TEXTO DE LECTURA:
Otra gran oleada migrante que fue discriminada provino de Italia en los inicios del siglo XX, particularmente venían de Sicilia y como pueden imaginar también migraron por hambre y pobreza; se calcula que cinco millones de italianos subieron en barcos atestados de gente para llegar a América donde en la famosa isla de Elis en Nueva York, la estatua de la Libertad les daba la “bienvenida” pero al llegar fueron desinfectados, maltratados y hacinados en campos de refugiados. Hoy en día, sus descendientes constituyen la quinta población más grande de los Estados Unidos.
Durante la segunda guerra mundial, se movilizaron millones de hombres al frente de batalla y a las industrias militares, dejando abandonado al campo, por lo que el gobierno estadounidense buscó la mano de obra a través del “Programa Bracero” que permitió la entrada de un millón de mexicanos para trabajar en las cosechas.
Terminado el conflicto, la administración de Eisenhower promovió la repatriación forzada de mexicanos e incluso fue más lejos puesto que deportó a los hijos nacidos en territorio estadounidense y quienes tenían derecho a la ciudadanía por nacimiento.
En los años ochenta y debido a la crisis económica, México se convirtió otra vez en el principal expulsor de migrantes a los Estados Unidos, pero en esta ocasión el presidente Reagan aprobó la legalización de dos millones de inmigrantes, la mayoría mexicanos.
La recesión que comenzó en Estados Unidos en el 2007 y cuyos efectos todavía se resienten, trajo también el sentimiento antiinmigrante que en buena parte llevó a la presidencia a Donald Trump, quien enarbola las banderas más xenófobas de la sociedad estadounidense. Su propuesta de construir un muro en la frontera sur ha sido la más polémica pero también la que más dividendos políticos le ha redituado.

TU TAREA:
Responde estas preguntas sobre el texto de la migración a Estados Unidos:
1. ¿De qué región de Italia venían en particular los migrantes italianos de inicios del siglo XX?
2. ¿Cuántos mexicanos entraron a trabajar en las cosechas gracias al "Programa Bracero"?
3. ¿A cuántos inmigrantes legalizó el presidente Reagan en los años ochenta?

DATOS PROPORCIONADOS:
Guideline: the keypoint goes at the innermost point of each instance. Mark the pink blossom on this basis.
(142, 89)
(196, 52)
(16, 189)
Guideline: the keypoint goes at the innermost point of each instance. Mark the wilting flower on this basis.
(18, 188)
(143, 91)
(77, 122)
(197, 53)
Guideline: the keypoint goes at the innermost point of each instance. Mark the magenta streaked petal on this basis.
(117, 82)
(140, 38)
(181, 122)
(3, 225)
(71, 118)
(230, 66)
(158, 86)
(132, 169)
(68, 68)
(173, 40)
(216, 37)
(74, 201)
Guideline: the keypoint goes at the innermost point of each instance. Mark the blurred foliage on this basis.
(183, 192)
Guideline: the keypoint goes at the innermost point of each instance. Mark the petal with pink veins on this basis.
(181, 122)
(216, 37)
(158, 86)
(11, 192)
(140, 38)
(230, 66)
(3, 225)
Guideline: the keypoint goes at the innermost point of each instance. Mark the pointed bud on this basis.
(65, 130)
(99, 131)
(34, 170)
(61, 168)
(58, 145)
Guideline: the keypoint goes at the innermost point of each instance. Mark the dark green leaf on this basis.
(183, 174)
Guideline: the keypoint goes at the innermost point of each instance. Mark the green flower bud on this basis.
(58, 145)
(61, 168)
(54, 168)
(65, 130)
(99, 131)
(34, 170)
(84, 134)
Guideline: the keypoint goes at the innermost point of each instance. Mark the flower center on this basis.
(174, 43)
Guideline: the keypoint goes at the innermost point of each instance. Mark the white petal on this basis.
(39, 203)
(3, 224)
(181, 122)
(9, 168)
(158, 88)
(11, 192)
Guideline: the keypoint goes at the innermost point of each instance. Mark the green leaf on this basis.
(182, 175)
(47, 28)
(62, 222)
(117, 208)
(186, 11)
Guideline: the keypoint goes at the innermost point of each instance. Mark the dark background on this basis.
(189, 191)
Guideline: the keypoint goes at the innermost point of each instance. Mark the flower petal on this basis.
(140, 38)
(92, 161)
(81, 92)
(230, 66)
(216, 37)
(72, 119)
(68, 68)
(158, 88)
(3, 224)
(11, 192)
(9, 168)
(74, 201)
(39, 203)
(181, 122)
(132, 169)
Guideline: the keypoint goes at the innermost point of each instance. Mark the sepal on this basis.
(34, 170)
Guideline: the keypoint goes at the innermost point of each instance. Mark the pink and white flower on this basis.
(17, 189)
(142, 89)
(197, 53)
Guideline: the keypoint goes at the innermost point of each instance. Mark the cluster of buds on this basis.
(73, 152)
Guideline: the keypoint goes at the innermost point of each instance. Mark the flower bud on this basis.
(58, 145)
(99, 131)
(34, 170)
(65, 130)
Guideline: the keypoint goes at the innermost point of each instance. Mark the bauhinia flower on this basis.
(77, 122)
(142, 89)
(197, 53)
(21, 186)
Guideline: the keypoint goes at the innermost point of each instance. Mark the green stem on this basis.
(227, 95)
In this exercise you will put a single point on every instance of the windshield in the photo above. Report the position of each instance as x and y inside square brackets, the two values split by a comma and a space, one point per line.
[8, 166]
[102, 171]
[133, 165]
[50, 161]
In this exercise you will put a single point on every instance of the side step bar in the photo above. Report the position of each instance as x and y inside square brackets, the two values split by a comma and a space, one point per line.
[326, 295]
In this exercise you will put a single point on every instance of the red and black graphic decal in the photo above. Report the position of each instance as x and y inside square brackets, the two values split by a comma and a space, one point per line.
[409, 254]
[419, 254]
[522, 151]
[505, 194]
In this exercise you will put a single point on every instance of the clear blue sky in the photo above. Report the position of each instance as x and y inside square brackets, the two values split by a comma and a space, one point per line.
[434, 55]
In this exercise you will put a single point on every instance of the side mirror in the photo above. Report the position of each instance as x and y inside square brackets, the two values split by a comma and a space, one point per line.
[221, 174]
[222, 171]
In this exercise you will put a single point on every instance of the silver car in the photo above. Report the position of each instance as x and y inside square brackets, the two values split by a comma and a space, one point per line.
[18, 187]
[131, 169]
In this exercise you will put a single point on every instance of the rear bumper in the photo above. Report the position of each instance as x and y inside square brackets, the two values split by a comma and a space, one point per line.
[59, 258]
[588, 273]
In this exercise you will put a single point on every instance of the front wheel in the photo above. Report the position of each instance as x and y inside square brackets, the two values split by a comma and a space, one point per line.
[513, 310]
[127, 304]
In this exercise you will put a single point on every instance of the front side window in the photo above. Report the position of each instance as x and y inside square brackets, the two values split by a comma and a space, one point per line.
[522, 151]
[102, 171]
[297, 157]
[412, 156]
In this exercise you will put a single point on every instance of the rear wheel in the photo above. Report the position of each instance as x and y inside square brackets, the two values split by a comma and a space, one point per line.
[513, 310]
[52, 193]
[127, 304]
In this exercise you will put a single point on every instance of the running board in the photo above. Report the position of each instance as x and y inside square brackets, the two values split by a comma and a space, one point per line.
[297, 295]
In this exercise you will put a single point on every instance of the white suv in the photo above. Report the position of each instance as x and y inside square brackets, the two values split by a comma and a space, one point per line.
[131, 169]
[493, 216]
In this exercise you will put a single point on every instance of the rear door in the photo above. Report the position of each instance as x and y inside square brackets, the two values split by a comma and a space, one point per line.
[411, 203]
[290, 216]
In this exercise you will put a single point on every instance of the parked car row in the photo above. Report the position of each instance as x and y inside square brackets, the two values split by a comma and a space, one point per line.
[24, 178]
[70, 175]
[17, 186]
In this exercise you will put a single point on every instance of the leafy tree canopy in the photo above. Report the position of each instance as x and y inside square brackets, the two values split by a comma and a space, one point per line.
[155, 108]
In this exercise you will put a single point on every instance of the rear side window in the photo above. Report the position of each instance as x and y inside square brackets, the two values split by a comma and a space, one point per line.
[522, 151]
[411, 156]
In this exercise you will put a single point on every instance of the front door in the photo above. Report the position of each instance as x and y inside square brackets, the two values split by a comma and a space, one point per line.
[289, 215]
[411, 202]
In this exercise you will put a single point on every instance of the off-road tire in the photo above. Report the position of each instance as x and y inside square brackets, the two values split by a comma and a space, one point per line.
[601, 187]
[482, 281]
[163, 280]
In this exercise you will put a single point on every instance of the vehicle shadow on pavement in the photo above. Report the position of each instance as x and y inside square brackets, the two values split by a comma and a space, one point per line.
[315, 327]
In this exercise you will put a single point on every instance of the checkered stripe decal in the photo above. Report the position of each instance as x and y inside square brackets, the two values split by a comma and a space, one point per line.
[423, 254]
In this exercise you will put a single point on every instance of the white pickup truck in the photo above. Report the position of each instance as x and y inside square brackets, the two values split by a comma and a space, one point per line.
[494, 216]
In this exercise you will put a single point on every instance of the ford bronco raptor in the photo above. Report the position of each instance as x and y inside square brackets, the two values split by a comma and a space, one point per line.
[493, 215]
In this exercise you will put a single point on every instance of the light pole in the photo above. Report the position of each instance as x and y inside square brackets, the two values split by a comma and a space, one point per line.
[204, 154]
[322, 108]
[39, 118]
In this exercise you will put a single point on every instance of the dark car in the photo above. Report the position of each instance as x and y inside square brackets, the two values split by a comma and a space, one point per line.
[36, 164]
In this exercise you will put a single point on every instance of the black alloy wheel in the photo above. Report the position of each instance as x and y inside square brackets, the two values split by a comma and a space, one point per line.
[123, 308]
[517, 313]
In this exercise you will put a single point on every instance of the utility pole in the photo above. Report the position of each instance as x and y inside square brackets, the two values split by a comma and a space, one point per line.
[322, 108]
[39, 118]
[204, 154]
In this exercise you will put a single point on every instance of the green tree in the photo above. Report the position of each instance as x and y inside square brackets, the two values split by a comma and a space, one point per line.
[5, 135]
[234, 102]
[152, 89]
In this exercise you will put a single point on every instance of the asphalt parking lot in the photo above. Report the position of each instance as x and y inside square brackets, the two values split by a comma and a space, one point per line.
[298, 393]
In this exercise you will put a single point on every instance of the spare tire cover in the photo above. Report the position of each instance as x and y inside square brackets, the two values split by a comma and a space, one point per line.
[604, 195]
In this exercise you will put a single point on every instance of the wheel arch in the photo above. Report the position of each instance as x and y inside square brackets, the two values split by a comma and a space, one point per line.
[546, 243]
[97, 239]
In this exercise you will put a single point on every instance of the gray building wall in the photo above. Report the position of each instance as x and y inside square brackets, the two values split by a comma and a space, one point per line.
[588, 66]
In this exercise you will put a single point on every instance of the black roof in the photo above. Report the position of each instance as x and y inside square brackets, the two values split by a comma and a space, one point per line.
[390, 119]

RESPUESTA:
1. De Sicilia.
2. Un millón.
3. A dos millones, la mayoría mexicanos.